Pull out every line below that holds the word "named".

***** DATA *****

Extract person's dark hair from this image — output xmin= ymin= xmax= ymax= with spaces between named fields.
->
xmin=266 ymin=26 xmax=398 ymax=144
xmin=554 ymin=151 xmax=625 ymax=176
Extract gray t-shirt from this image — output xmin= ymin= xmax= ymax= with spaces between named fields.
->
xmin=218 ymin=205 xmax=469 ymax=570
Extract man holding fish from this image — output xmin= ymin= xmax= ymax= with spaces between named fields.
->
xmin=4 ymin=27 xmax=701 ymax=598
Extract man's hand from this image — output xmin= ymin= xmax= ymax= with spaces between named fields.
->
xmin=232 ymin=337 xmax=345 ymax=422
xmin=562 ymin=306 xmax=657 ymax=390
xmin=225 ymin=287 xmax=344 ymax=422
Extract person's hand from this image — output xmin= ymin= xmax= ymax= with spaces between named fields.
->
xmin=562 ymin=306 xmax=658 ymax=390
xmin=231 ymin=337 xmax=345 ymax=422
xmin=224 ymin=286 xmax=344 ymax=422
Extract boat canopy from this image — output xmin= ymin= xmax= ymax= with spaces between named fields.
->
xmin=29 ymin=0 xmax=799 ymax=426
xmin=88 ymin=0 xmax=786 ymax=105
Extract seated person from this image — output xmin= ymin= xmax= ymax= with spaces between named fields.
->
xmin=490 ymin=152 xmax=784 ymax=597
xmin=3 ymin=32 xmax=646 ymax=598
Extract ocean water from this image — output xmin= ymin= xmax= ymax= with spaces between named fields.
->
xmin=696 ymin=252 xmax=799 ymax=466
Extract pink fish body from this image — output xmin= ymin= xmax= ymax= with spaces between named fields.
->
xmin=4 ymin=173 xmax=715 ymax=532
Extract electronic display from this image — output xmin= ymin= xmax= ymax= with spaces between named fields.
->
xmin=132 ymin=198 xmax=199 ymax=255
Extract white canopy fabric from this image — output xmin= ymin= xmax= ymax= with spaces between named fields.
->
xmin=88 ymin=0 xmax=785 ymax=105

*****

**FINISHED TASK:**
Extract person's dark hair from this image — output xmin= ymin= xmax= ymax= with spaces between named fields.
Extract gray t-shirt from this image — output xmin= ymin= xmax= ymax= with spaces between named fields.
Extract man holding fish from this image — output xmin= ymin= xmax= ymax= with spaces between named fields.
Extract man's hand from this image — output xmin= ymin= xmax= ymax= with spaces between named fields.
Extract person's hand from this image — output xmin= ymin= xmax= ymax= with spaces between named fields.
Extract boat canopy from this image — output xmin= ymin= xmax= ymax= with spaces between named fields.
Extract seated person from this image — output xmin= ymin= xmax= ymax= with spaces between named fields.
Extract ocean water from this image — output xmin= ymin= xmax= ymax= with spaces between named fields.
Extract pink fish body from this image — output xmin= ymin= xmax= ymax= with spaces between named fields.
Extract electronic display from this image — output xmin= ymin= xmax= ymax= with spaces between named fields.
Extract white canopy fabric from this image — output xmin= ymin= xmax= ymax= with spaces between named fields.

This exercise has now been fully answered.